*Provided passage*
*****
Imagine this: What happens if our login flow fails right after the user enters their credentials?
Click “Login.” Enter credentials. Error. Click “Retry.” “Please start over.”
The user did nothing wrong, yet they have to start over because of a system hiccup.
This frustrating flow happens more often than we’d like to admit. The standard advice? “That’s just how OAuth2 works—security requires it.” We found a way to let users retry seamlessly while respecting OAuth2’s security requirements. We’re sharing what we learned in case it’s helpful.
A Bit About Me
I’m Takudai Kawasaki, a backend engineer with about 2.5 years of experience working in the Account Aggregation Division at Money Forward, using Kotlin, Java, and Golang. You can reach me via LinkedIn or X.
This project was my first time ever working on a Kotlin backend that directly serves a frontend, building for real end-users, and designing auth session management from scratch. When I say “we learned” in this post, I really mean “I learned, often the hard way.”
Acknowledgments
Thanks to FoVNull for collaborating on this design.
A Quick OAuth2 Refresher
Before diving in, let’s quickly review what OAuth2 Authorization Code flow looks like.
An Identity Provider (IdP) is a trusted service that authenticates users and issues tokens—think Google, Okta, or enterprise SSO.

Key security components:
- State parameter: A random value that prevents CSRF attacks by ensuring the callback came from the same browser session
- PKCE (Proof Key for Code Exchange): Prevents authorization code interception attacks by requiring a secret
code_verifierto exchange the authorization code for tokens - Nonce: Binds the ID token to the specific authentication request
While not all are strictly required by the specifications, these are widely considered security best practices: state is RECOMMENDED in RFC 6749 for CSRF protection, PKCE is defined in RFC 7636, and nonce is specified in OpenID Connect Core.
The Problem
When a user logs in via our identity provider (Money Forward ID, Hereinafter referred to as “MFID”), and the token exchange fails due to a temporary 503 error, the standard behavior is a hard failure. The user clicks “retry” and… nothing works. Session gone. Start all over again.
(To be clear: MFID is rock-solid in production. We prepared our app to handle these 503s just in case of network blips during development and testing.)
*****
*Task instructions*
A. In the OAuth2 retry article, what does the nonce bind the ID token to?
B. Rewrite the part of the OAuth2 retry article that begins at "This project was" and stops after "flow looks like.", changing "Kotlin" to "Java".
Use only the OAuth2 retry article to respond.

*Data provided*
*****
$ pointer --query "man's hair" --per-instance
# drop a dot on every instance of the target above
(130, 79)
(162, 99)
*****
*Results in order*
A. The nonce binds the ID token to the specific authentication request.

B.
This project was my first time ever working on a Java backend that directly serves a frontend, building for real end-users, and designing auth session management from scratch. When I say “we learned” in this post, I really mean “I learned, often the hard way.”
Acknowledgments
Thanks to FoVNull for collaborating on this design.
A Quick OAuth2 Refresher
Before diving in, let’s quickly review what OAuth2 Authorization Code flow looks like.